Выбранный текст.
━━━━━━━━━━━━━━━━━━━━
В середине сентября гитлеровцы вышли к Волге в районе поселка Купоросный. 62-я армия, отрезанная от остальных советских войск, обороняла заводские районы и центральную часть Сталинграда. Ее считали обреченной не только на гибель, но и на поражение.
В сталинградской эпопее для Красной армии не было времени труднее, чем сентябрь и октябрь 1942 года. Противник занял почти весь центр города и планомерно истреблял 62-ю армию. «Мы не думали о спасении, а только о том, как бы подороже отдать свою жизнь, – другого выхода не было», – вспоминал впоследствии Чуйков дни тяжелейших боев за Сталинград.
«Выковыривать штыком, гранатой, лопатой»
15 октября 1942 года бой развернулся в 300 метрах от командного пункта 62-й армии. «Но мы не думали отступать», – писал позже командарм. 300 метров – это опаснейший, но краткий эпизод сражения за город, а вот в 2–3 километрах от переднего края штаб армии располагался несколько недель. Приведем еще слова Чуйкова: «Садимся обедать – он нас поливает, выйти куда-нибудь – он нас бомбит. Приносят суп – там осколки от снарядов». «Он» – это немец. Как и бойцы его армии, генерал-лейтенант говорил о неприятеле в единственном числе.
А что, если командование решило пожертвовать армией Чуйкова? На войне такое не редкость. Как защитникам города удалось не впасть в отчаяние? Откуда брались силы сражаться за каждый кирпич, за каждый метр земли и дождаться контрнаступления советских войск? А чуйковцы не просто выстояли в своих Фермопилах, но и приняли участие в разгроме сталинградской группировки противника. Некоторые из них дошли до Берлина!
Бойцы погибали, умирали от ран, но 62-я армия не погибла. Конечно, в ход шли и жестокие меры командования, вплоть до расстрелов на месте за дезертирство. Но главное, что чуйковцы верили: за ними – страна, подмога придет, нужно только выстоять, а панические настроения командарм переламывал. Потому и не было у фронтовиков более почетного звания, чем сталинградец. А в том, что Сталинград остался неприступным, когда судьба фронта висела на волоске, – основная заслуга 62-й армии.
━━━━━━━━━━━━━━━━━━━━
Исходные данные.
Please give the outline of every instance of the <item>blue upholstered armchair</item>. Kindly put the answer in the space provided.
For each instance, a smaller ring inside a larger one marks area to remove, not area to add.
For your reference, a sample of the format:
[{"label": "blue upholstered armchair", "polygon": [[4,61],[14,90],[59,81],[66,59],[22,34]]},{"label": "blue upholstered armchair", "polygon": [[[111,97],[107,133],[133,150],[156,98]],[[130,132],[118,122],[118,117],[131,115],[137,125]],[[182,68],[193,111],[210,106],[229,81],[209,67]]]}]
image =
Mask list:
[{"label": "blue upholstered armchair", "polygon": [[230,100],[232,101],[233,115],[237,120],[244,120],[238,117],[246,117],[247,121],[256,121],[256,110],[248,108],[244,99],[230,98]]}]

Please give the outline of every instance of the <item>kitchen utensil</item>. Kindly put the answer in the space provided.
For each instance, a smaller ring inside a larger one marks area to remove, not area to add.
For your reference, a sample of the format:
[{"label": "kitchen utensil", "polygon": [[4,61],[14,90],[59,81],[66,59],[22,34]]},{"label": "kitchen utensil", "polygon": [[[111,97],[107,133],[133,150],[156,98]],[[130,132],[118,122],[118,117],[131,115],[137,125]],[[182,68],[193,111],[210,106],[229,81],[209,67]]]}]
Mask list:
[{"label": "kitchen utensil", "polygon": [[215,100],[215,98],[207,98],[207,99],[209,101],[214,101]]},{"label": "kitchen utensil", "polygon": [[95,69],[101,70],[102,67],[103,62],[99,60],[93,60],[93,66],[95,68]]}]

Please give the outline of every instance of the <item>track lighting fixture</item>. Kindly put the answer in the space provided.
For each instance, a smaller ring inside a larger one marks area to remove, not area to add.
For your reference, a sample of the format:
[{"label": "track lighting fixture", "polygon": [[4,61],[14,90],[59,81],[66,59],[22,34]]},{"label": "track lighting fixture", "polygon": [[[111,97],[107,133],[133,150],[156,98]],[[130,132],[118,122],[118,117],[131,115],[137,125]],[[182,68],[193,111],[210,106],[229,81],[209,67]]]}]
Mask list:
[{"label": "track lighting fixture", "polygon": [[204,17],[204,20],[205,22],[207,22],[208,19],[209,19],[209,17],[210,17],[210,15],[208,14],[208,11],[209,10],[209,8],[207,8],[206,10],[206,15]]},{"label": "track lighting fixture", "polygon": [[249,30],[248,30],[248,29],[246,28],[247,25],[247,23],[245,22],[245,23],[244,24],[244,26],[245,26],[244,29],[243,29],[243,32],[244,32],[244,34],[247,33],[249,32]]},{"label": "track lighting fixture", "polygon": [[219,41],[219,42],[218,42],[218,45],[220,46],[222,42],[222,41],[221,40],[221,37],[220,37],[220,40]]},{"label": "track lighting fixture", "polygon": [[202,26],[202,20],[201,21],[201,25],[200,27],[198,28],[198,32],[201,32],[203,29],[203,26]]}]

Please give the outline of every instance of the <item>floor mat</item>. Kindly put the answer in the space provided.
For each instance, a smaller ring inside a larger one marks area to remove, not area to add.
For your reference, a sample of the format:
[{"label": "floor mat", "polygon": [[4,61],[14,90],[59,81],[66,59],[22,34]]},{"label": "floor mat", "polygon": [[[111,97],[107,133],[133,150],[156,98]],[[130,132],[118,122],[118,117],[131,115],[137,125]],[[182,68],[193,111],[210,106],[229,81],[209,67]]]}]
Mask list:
━━━━━━━━━━━━━━━━━━━━
Задание.
Продолжите текст о 62-й армии в боях за Сталинград: напишите, что следует сразу за его последним предложением.

Результат выполнения.
Василий Чуйков (второй слева, с палкой) осматривает территорию завода «Красный Октябрь» после окончания боев в городе. Сталинград, 1943 год (Фото: РИА Новости)
На всю жизнь Чуйков запомнил 14 октября 1942 года, когда гитлеровцы утюжили город с самолетов и артиллерийских высот. «Вот мы сидели в балке. Он нас бомбил, расстреливал, жечь начал, знал, что там командный пункт армии. Там было штук восемь бензобаков. Все это разлилось. У начальника артиллерии по блиндажу нефть полилась. Все вспыхивает, и Волга на километр горит по берегу. Три дня был сплошной пожар. Мы боялись задохнуться, угореть – придет и живыми заберет», – писал Чуйков. За один день, вспоминал он, только в штабе армии потери достигли 60 человек. На его глазах обрушился блиндаж артиллерийского отдела. «Девять человек всмятку. Один выскакивает – ему ноги прижимает. Мы его два дня откапывали. Он жив. Его откапываем, а земля осыпается. Что, тут сердце не содрогнется? Оно содрогается, но ты виду не подай» – это тоже слова командующего 62-й армией в Сталинграде.
Чуйков мог вспылить, но терять самообладание не имел права. По армии ходил слух, что он даже в пекле не снимает белых перчаток. Что это, бравада, франтоватые манеры? А это были не перчатки, а бинты. Сказалось перенапряжение битвы: генерал страдал от экземы.
Гитлеровцы захватили большую часть Сталинграда. 62-я армия держала оборону в нескольких заводских корпусах и на нескольких километрах берега Волги. В небе хозяйничали асы люфтваффе. Но Чуйков заметил, что они опасаются бомбить наши позиции там, где они приближены к немецким, ведь можно попасть по своим. И тогда красноармейцы стали стараться сузить нейтральные полосы до одного броска гранаты.
Командарм не боялся рискованных решений, он считал, что действовать по шаблону в развалинах Сталинграда – значит погибнуть. «Война моторов» тогда уступила место рукопашному бою. И Чуйков с соратниками разработал тактику уличных боев, которая выручала не только в самом Сталинграде, но впоследствии и во всех крупных городах, которые Красной армии доводилось освобождать, вплоть до Берлина.
Для таких боев формировались штурмовые группы – один взвод или одна пехотная рота. 20–50 стрелков, которые учились действовать неожиданно, ошеломляя противника. Бои шли в полуразрушенных домах, в подвалах, во дворах; врага, по выражению Чуйкова, приходилось «выковыривать штыком, гранатой, лопатой». В тех сражениях бойцы полюбили ручную гранату Ф-1, «Феню». Она помогала прокладывать путь среди развалин. А на открытых пространствах царили снайперы. И 6-я армия генерала Фридриха Паулюса увязла в ближних боях, которые навязал ей Чуйков.
В октябре чуйковцы готовы были умереть, но не сдать врагу Сталинград. В ноябре появилась вера в победу, и теперь главным было перетерпеть и тем самым пересилить противника. Вскоре вражеский натиск выдохся. А 19 ноября началось контрнаступление советских войск.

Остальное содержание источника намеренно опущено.